Please turn every line of the items below into a Markdown table with the columns "Row" and "Line," skipping blank lines. Leave the pictures out of your answer.

Named-object pointing items:
--------------------------------------------------
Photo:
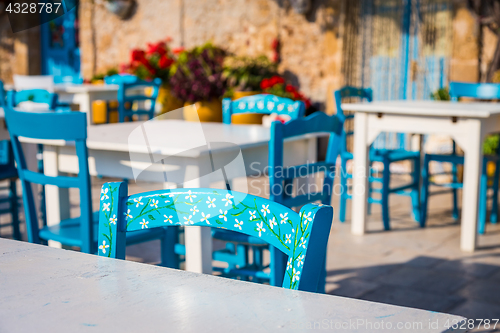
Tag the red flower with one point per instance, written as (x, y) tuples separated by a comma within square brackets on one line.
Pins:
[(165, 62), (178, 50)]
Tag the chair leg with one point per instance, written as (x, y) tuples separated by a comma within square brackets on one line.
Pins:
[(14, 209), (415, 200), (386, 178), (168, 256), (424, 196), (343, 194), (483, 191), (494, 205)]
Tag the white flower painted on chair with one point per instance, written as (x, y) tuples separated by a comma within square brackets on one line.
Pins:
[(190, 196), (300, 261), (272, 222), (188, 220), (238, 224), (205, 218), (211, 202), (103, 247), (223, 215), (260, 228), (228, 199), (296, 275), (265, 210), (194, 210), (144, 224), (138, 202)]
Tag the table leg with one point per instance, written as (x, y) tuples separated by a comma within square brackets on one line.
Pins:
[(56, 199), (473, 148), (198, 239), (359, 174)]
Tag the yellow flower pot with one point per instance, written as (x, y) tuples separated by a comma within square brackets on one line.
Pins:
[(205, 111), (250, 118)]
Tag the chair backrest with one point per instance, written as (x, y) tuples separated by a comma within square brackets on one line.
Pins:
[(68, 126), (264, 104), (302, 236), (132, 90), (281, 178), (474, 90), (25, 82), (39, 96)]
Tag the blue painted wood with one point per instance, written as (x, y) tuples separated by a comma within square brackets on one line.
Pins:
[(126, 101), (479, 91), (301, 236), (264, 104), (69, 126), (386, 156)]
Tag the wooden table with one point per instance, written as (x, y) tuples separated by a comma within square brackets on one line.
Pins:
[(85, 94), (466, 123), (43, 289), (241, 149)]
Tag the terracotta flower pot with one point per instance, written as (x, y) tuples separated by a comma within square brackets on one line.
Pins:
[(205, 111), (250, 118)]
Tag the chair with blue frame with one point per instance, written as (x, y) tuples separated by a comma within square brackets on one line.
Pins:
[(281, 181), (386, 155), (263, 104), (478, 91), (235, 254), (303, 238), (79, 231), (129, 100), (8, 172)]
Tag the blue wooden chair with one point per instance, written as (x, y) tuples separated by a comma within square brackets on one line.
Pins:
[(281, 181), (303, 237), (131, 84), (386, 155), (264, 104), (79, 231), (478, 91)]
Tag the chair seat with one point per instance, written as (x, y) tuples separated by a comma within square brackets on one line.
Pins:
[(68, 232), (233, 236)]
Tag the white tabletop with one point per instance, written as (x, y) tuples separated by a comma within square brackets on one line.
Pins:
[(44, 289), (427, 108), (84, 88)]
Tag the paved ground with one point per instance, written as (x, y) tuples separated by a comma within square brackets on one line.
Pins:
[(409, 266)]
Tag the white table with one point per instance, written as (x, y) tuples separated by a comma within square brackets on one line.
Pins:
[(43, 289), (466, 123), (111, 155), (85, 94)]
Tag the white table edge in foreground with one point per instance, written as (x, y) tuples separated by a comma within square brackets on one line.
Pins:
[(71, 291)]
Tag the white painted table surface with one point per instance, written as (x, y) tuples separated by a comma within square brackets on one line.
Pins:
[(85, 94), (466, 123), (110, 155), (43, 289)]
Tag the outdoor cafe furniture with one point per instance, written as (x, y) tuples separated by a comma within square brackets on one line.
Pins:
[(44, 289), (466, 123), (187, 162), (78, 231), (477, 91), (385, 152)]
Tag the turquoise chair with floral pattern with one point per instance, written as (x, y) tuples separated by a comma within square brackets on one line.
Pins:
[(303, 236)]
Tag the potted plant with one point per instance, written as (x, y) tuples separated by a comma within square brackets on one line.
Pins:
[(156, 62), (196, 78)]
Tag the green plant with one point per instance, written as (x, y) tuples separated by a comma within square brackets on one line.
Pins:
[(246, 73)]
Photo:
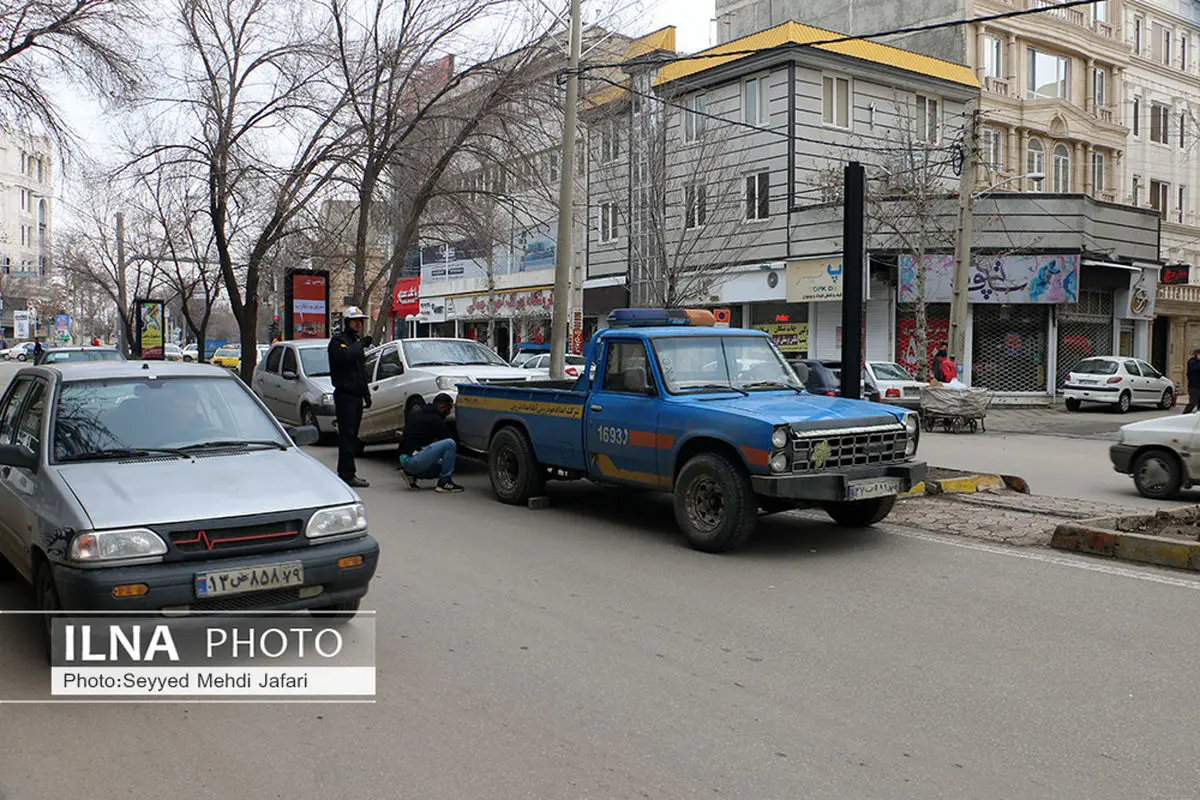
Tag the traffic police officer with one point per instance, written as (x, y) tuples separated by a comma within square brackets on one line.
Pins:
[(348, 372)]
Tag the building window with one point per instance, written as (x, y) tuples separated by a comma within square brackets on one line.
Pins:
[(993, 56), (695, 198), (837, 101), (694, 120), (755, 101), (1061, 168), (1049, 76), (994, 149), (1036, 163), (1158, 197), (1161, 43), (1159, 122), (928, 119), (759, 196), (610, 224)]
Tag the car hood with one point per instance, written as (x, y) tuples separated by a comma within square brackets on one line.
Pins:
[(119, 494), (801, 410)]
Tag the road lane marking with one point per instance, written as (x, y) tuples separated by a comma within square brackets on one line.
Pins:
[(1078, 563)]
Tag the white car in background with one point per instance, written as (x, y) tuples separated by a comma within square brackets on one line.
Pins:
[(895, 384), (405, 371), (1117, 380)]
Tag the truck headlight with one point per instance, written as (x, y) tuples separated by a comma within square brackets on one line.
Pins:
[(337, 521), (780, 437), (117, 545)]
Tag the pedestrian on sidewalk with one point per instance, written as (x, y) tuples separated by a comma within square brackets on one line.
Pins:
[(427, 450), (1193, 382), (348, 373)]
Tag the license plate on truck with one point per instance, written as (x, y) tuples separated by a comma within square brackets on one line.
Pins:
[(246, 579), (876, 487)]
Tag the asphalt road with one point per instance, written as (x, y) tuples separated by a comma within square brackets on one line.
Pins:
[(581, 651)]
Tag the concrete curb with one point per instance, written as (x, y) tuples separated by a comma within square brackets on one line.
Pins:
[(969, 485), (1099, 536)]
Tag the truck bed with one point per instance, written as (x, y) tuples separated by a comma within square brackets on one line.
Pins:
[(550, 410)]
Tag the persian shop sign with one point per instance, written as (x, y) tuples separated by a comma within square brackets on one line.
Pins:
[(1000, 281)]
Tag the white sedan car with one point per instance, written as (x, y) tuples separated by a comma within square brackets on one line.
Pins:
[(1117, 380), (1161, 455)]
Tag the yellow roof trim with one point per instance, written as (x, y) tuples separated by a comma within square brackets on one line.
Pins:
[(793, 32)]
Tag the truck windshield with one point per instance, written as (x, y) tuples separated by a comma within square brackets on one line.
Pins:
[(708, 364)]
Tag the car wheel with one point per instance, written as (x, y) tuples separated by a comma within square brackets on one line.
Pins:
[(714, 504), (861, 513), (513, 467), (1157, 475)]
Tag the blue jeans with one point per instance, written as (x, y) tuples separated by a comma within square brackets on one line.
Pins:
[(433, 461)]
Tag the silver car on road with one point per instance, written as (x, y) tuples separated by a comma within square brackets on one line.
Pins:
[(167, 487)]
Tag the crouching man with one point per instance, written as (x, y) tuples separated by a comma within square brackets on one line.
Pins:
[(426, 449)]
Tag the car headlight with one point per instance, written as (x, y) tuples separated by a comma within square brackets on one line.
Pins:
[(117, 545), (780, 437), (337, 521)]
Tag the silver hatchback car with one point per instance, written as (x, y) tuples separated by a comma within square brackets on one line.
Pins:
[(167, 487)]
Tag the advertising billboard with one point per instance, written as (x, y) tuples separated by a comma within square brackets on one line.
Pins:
--------------------------------------------------
● **Response below**
| Row | Line |
|---|---|
| 1 | Photo: |
| 2 | Tag the red flower with one point per instance, written as (x, y) tuples separated by a comma within square brackets on one line. |
| 3 | Pins: |
| 4 | [(165, 62), (178, 50)] |
| 5 | Tag the chair leg with one point per instance, written as (x, y) tuples separated by a comma within square brackets on one line. |
| 6 | Pins: |
| 7 | [(14, 209), (415, 200), (386, 178), (168, 256), (424, 196), (343, 194), (483, 191), (494, 205)] |
| 8 | Tag the white flower painted on chair with one point per instance, written as (x, y) tuples separated by a comma within square brackets on one line. |
| 9 | Pins: |
| 10 | [(190, 196), (300, 261), (272, 222), (188, 220), (238, 224), (205, 218), (211, 202), (103, 247), (223, 215), (260, 228), (228, 199), (296, 275), (265, 210), (194, 210), (144, 224), (138, 202)] |
| 11 | Tag the table leg with one point per instance, written as (x, y) tuples separated by a comma within square brackets on one line. |
| 12 | Pins: |
| 13 | [(56, 199), (473, 148), (198, 239), (359, 174)] |
| 14 | Tag the yellow flower pot with one point per instance, written as (x, y) tuples separated by a comma within square brackets on one line. |
| 15 | Pins: |
| 16 | [(205, 111), (250, 118)] |
| 17 | Tag the chair backrest with one point per instance, written as (x, y) tuples separated by a comma within square brackets on one line. |
| 18 | Pins: |
| 19 | [(68, 126), (264, 104), (302, 236), (132, 90), (281, 178), (474, 90), (25, 82), (39, 96)] |
| 20 | Tag the blue painted wood with one point per instance, written as (x, y) tuples separated by a comma within square brackets on one line. |
| 21 | Pins: |
| 22 | [(126, 101), (479, 91), (301, 236), (264, 104), (69, 126), (386, 156)] |
| 23 | Tag the wooden table with one point per instance, written as (x, y) tuples separated by a comma within square brackets on one line. |
| 24 | Pins: |
| 25 | [(85, 94), (466, 123), (43, 289), (241, 149)] |
| 26 | Tag the terracotta flower pot with one point per instance, written as (x, y) tuples separated by a comma within square brackets on one line. |
| 27 | Pins: |
| 28 | [(205, 111), (250, 118)] |
| 29 | Tag the chair with blue frame with one point per instance, written as (x, y) tuples separated by a comma within square brackets on one line. |
| 30 | Pins: |
| 31 | [(281, 181), (386, 155), (263, 104), (478, 91), (235, 254), (303, 238), (79, 231), (129, 100), (8, 172)] |
| 32 | Tag the blue wooden chair with one point per instance, written as (x, y) tuples separated by a comma within square brackets on one line. |
| 33 | Pins: |
| 34 | [(281, 181), (303, 237), (131, 84), (386, 155), (264, 104), (79, 231), (478, 91)] |
| 35 | Tag the chair seat with one point per instance, written as (x, y) tuples separated by a comma within square brackets on one line. |
| 36 | Pins: |
| 37 | [(68, 232), (233, 236)] |
| 38 | Tag the white tabletop with one point per instance, written as (x, y) tuples separated by a comma within square brackets on one line. |
| 39 | Pins: |
| 40 | [(44, 289), (427, 108), (84, 88)] |
| 41 | Tag the paved ground with one point per instance, written as (x, y) tuples separated by a comma within square brackets on one line. |
| 42 | Pins: |
| 43 | [(409, 266)] |
| 44 | Tag the white table with one point per instance, written as (x, y) tuples separated by a comma within square brackets on one line. |
| 45 | Pins: |
| 46 | [(43, 289), (466, 123), (111, 155), (85, 94)] |
| 47 | Tag the white table edge in foreground with one point per instance, written as (x, y) tuples separated by a comma within square brackets on one line. |
| 48 | Pins: |
| 49 | [(71, 291)] |
| 50 | Tag the white painted table surface with one point per instance, written as (x, y) tuples separated by a comma within square brackets on one line. |
| 51 | Pins: |
| 52 | [(85, 94), (466, 123), (110, 155), (43, 289)] |
| 53 | Tag the outdoor cafe furniture with one point per instance, written as (x, y) tuples separated by a comma within square brackets on one line. |
| 54 | Pins: |
| 55 | [(44, 289), (466, 123), (187, 162), (78, 231), (477, 91), (385, 152)] |
| 56 | Tag the turquoise chair with floral pattern with one point per instance, written as (x, y) tuples separated by a comma within square brackets on one line. |
| 57 | Pins: |
| 58 | [(303, 236)] |
| 59 | Tag the potted plant with one point per instance, written as (x, y) tuples separated by a comma within square brackets on one line. |
| 60 | Pins: |
| 61 | [(156, 62), (196, 78)] |
| 62 | Tag the green plant with one point per instance, written as (x, y) tuples separated by a comma within square brackets on one line. |
| 63 | Pins: |
| 64 | [(246, 73)] |
| 65 | Photo: |
| 66 | Tag the traffic police officer with one point per instance, written as (x, y) tuples separated by a comma within square brackets on one line. |
| 67 | Pins: |
| 68 | [(348, 372)] |
| 69 | Tag the building window with one point per instance, written as (x, y) tuples separated by a comma within square brackets on one line. |
| 70 | Pins: |
| 71 | [(993, 56), (695, 198), (837, 101), (694, 120), (755, 101), (1061, 168), (1049, 76), (994, 149), (1036, 163), (1158, 197), (1161, 43), (1159, 122), (928, 119), (759, 196), (610, 224)] |
| 72 | Tag the car hood with one point per instance, written as (x, y) tuples separated by a comma within square brackets on one line. |
| 73 | Pins: |
| 74 | [(119, 494), (801, 410)] |
| 75 | Tag the road lane marking with one point per instance, written as (x, y) tuples separated by a comma within square brackets on one line. |
| 76 | Pins: |
| 77 | [(1078, 563)] |
| 78 | Tag the white car in background with one point per instance, written as (x, y) tuples separated by a comma within square brackets on one line. |
| 79 | Pins: |
| 80 | [(895, 384), (405, 371), (1117, 380)] |
| 81 | Tag the truck headlight with one point per instance, written as (x, y) tuples separated by a comma within square brackets on one line. |
| 82 | Pins: |
| 83 | [(337, 521), (780, 437), (117, 545)] |
| 84 | Tag the pedestrian on sidewalk with one point per instance, written as (x, y) tuples separated by a comma within square brackets on one line. |
| 85 | Pins: |
| 86 | [(427, 450), (1193, 382), (348, 373)] |
| 87 | Tag the license plate on truck with one point per instance, written as (x, y) tuples separated by a comma within square brackets on one line. |
| 88 | Pins: |
| 89 | [(246, 579), (876, 487)] |
| 90 | Tag the asphalt road with one point per instance, written as (x, y) tuples separated by a comma within square brackets on one line. |
| 91 | Pins: |
| 92 | [(581, 651)] |
| 93 | Tag the concrete curb with one point per instance, written as (x, y) tuples separated by a comma within square brackets on one line. |
| 94 | Pins: |
| 95 | [(969, 485), (1099, 536)] |
| 96 | Tag the truck bed with one point per instance, written as (x, y) tuples separated by a comma within square brackets on one line. |
| 97 | Pins: |
| 98 | [(550, 410)] |
| 99 | Tag the persian shop sign with one point per instance, written as (x, y) tuples separated by a comma within square brackets on one line. |
| 100 | Pins: |
| 101 | [(1000, 281)] |
| 102 | Tag the white sedan car with one point per instance, written as (x, y) tuples separated by a comma within square brackets on one line. |
| 103 | Pins: |
| 104 | [(1117, 380), (1161, 455)] |
| 105 | Tag the yellow roof trim with one point per instance, written as (x, y) tuples separated by a comma within square brackets on one line. |
| 106 | Pins: |
| 107 | [(793, 32)] |
| 108 | Tag the truck windshield with one point per instance, written as (x, y) tuples separated by a comma within square brackets on one line. |
| 109 | Pins: |
| 110 | [(708, 364)] |
| 111 | Tag the car wheel with one point per instance, written as (x, y) tuples separated by a comma within square brackets on one line. |
| 112 | Pins: |
| 113 | [(714, 504), (861, 513), (513, 467), (1157, 475)] |
| 114 | Tag the blue jeans with one point per instance, written as (x, y) tuples separated by a comma within square brackets on one line. |
| 115 | Pins: |
| 116 | [(433, 461)] |
| 117 | Tag the silver car on road with one point per instance, written as (x, y) tuples separated by a comma within square brackets on one line. |
| 118 | Pins: |
| 119 | [(167, 487)] |
| 120 | Tag the crouching man with one point per instance, written as (x, y) tuples separated by a comma within square brackets on one line. |
| 121 | Pins: |
| 122 | [(426, 449)] |
| 123 | Tag the car headlight with one point per instance, written as (x, y) tuples separated by a comma within square brackets on one line. |
| 124 | Pins: |
| 125 | [(117, 545), (780, 437), (337, 521)] |
| 126 | Tag the silver hatchback car with one point per instance, written as (x, y) tuples separated by a comma within square brackets on one line. |
| 127 | Pins: |
| 128 | [(167, 487)] |
| 129 | Tag the advertising billboard with one point per instance, written as (x, y) tuples separated by a comma within square brackets on one line. |
| 130 | Pins: |